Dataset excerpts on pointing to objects
====================

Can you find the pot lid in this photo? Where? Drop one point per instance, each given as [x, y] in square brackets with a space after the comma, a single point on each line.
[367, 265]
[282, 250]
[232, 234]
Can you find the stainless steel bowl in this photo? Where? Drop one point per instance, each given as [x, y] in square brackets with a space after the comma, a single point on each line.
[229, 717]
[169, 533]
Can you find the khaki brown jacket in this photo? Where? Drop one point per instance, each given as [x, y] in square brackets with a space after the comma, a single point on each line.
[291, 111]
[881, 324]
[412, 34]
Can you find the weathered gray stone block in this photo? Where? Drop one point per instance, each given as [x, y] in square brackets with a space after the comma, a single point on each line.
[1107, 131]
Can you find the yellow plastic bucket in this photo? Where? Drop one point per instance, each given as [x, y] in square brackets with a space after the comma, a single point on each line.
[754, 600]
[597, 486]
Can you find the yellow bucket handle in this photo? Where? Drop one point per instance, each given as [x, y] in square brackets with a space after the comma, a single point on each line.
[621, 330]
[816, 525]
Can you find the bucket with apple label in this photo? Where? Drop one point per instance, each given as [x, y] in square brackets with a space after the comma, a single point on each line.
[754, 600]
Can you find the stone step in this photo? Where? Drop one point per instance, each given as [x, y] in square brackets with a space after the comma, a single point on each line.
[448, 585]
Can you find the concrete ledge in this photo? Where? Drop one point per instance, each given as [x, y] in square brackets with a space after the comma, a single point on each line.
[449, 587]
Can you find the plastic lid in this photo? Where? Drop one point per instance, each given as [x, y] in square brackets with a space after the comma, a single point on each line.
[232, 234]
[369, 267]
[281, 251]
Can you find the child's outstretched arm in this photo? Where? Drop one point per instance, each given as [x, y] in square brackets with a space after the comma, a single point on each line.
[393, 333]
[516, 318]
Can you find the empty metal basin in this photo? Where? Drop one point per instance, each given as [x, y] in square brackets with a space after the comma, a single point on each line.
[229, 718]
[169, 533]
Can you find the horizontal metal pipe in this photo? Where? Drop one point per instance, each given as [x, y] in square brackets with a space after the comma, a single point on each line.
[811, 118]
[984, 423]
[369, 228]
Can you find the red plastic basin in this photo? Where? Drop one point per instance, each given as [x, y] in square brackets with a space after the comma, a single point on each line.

====================

__WRITTEN REQUEST__
Convert all the rows above into a JSON list of strings, giving each line its own string and skipping any blank lines.

__FINAL RESULT__
[
  "Can you find the pot lid in this photo? Where? Drop one point per instance, each given as [x, y] in square brackets with a space after the comma, a single point on each line.",
  "[367, 265]",
  "[282, 250]",
  "[232, 234]",
  "Can you find the stainless steel bowl in this photo? Where? Drop one point per instance, each given as [x, y] in square brackets with a space after the comma, a single point on each line.",
  "[229, 717]",
  "[169, 533]",
  "Can you find the khaki brown jacket in this photo? Where? Drop one point per instance, each given as [x, y] in square brackets with a space after the comma, a single point on each line.",
  "[291, 111]",
  "[881, 324]",
  "[412, 34]",
  "Can you find the weathered gray stone block in this photo? Where? Drop one point per instance, each given as [x, y] in square brackets with a space after the comma, a single point on each line.",
  "[1107, 131]",
  "Can you find the yellow plastic bucket in this photo? Where? Drop one point per instance, each given as [x, y] in square brackets with a space after the comma, a single point on each line.",
  "[754, 600]",
  "[597, 486]",
  "Can you find the yellow bucket handle in this photo? Where? Drop one point per instance, each given as [x, y] in square brackets with a space after the comma, a single point on each line.",
  "[621, 330]",
  "[816, 525]",
  "Can you find the bucket with apple label in this photo? Where? Drop one point per instance, each given as [x, y] in square brackets with a space after the comma, a single point on each line.",
  "[754, 600]",
  "Can you find the stone step in this photo? Where? Drop one point per instance, each given as [x, y] in square brackets with a space after the comma, a single point on each line.",
  "[448, 585]",
  "Can you find the concrete ledge in this photo? Where? Drop one point per instance, each given as [x, y] in square brackets with a space after the comma, a single point on each line.",
  "[449, 587]",
  "Can you find the plastic lid in this photo? Where? Drop one point per instance, each given as [x, y] in square brackets with a space after the comma, a single point on each line.",
  "[232, 234]",
  "[369, 267]",
  "[281, 251]",
  "Can you find the child's outstretched arm in this photo? Where? Drop one point per instance, each given as [x, y] in square brackets with a space after the comma, a single point on each line.",
  "[393, 333]",
  "[516, 318]",
  "Can you find the empty metal basin in this photo? Where? Drop one point per instance, each given as [x, y] in square brackets with a space after the comma, a single point on each line.",
  "[229, 718]",
  "[169, 533]",
  "Can you find the horizontal metal pipe in this photo? Where? Drop one point per instance, each given as [x, y] in square brackets with a space after the comma, a single point on each line.",
  "[811, 118]",
  "[984, 423]",
  "[369, 228]",
  "Can you find the red plastic basin in this photo? Where? Drop one point per instance, each given as [x, y] in square brackets with a space after the comma, a single point on each line."
]